**Work to be completed**
Return exactly the lines below, starting with the one that has "Target: flowing water" and going on through the one that has "Target: green foliage".

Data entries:
* * * * *

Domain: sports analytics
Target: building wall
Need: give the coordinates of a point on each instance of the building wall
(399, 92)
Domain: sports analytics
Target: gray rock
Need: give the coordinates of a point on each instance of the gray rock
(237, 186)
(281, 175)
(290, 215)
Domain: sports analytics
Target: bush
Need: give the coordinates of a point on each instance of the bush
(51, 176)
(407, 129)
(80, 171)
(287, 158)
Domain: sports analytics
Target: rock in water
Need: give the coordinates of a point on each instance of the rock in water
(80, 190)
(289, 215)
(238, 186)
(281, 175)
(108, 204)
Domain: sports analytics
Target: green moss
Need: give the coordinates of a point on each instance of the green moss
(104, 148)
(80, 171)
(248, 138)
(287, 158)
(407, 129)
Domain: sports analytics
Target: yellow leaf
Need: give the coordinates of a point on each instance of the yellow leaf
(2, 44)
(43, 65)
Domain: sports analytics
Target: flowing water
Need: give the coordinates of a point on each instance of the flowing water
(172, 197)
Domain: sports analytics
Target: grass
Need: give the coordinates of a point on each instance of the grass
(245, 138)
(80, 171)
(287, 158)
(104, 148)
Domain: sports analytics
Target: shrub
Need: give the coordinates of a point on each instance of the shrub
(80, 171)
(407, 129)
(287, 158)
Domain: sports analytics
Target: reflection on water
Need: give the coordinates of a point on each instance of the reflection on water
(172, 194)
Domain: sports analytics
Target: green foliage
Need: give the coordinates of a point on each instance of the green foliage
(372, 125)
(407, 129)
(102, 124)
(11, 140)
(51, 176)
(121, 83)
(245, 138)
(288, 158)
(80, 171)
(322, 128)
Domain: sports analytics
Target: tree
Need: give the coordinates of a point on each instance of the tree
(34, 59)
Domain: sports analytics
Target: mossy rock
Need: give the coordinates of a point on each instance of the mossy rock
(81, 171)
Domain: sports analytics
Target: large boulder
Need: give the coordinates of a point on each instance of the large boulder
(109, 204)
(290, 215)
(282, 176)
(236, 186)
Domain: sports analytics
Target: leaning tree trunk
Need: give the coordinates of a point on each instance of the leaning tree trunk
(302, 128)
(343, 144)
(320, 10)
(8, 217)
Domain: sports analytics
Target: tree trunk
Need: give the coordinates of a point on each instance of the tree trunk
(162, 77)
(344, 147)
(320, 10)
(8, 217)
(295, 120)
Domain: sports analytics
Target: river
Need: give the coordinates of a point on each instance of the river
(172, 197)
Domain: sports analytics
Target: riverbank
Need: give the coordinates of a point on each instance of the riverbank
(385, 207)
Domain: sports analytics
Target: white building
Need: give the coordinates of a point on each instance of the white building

* * * * *

**Reply**
Target: flowing water
Need: give the coordinates of a point on each instance of the flowing water
(172, 197)
Domain: sports analytics
Target: grass
Need: give the coordinates of a point on each instance of the grass
(245, 138)
(80, 171)
(287, 158)
(104, 148)
Domain: sports analytics
Target: shrub
Need: give the coordinates of a point on each instance of the shrub
(80, 171)
(407, 129)
(287, 158)
Domain: sports analytics
Target: reflection on water
Need: give the coordinates of a point on each instance of the reflection on water
(172, 194)
Domain: sports analytics
Target: green foliage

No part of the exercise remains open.